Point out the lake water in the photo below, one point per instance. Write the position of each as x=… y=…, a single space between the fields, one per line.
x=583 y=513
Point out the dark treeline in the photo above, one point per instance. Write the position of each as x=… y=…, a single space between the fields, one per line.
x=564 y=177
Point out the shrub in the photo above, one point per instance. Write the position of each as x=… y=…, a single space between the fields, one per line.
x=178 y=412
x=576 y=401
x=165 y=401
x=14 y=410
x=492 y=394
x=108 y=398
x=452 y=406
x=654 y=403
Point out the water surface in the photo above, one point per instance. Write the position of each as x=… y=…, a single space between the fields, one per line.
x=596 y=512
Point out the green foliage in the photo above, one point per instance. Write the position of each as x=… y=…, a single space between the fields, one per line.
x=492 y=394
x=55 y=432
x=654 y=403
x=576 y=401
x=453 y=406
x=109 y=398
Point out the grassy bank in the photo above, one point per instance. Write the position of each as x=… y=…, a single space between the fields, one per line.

+++

■ **WHAT YOU WILL DO**: Lay out all the items above as a Markdown table with the columns Row and Line, giving each line its own numbered row and omitting blank lines.

■ **SOLUTION FOR THIS PROBLEM**:
| Row | Line |
|---|---|
| 1 | Point out the lake water in the photo below, one point per instance. Write the position of each as x=… y=…, a single space between the fields, one per line. |
| 2 | x=583 y=513 |
| 3 | Point out the dark treeline in the photo above, one point per instance. Write the position of each as x=… y=…, a single space between the fields, one per line. |
| 4 | x=564 y=177 |
| 5 | Point out the shrub in the photo above, one point per instance. Write the position of each as x=… y=…, a single space between the fields, one per line. |
| 6 | x=178 y=412 |
| 7 | x=576 y=401 |
| 8 | x=165 y=401 |
| 9 | x=14 y=410 |
| 10 | x=492 y=394 |
| 11 | x=108 y=398 |
| 12 | x=452 y=406 |
| 13 | x=654 y=403 |
| 14 | Point out the water surface in the photo above, one point per instance. Write the position of each as x=… y=…, a single space between the fields, one per line. |
| 15 | x=596 y=512 |
| 16 | Point out the green foliage in the photo above, one point per instance. Write the position of each as x=… y=…, a single space between the fields, one per line. |
| 17 | x=492 y=394 |
| 18 | x=55 y=432 |
| 19 | x=654 y=403 |
| 20 | x=576 y=401 |
| 21 | x=453 y=406 |
| 22 | x=109 y=398 |
| 23 | Point out the grassy bank in the photo above, one point per instance. Write the position of each as x=… y=…, a single space between the fields, one per line. |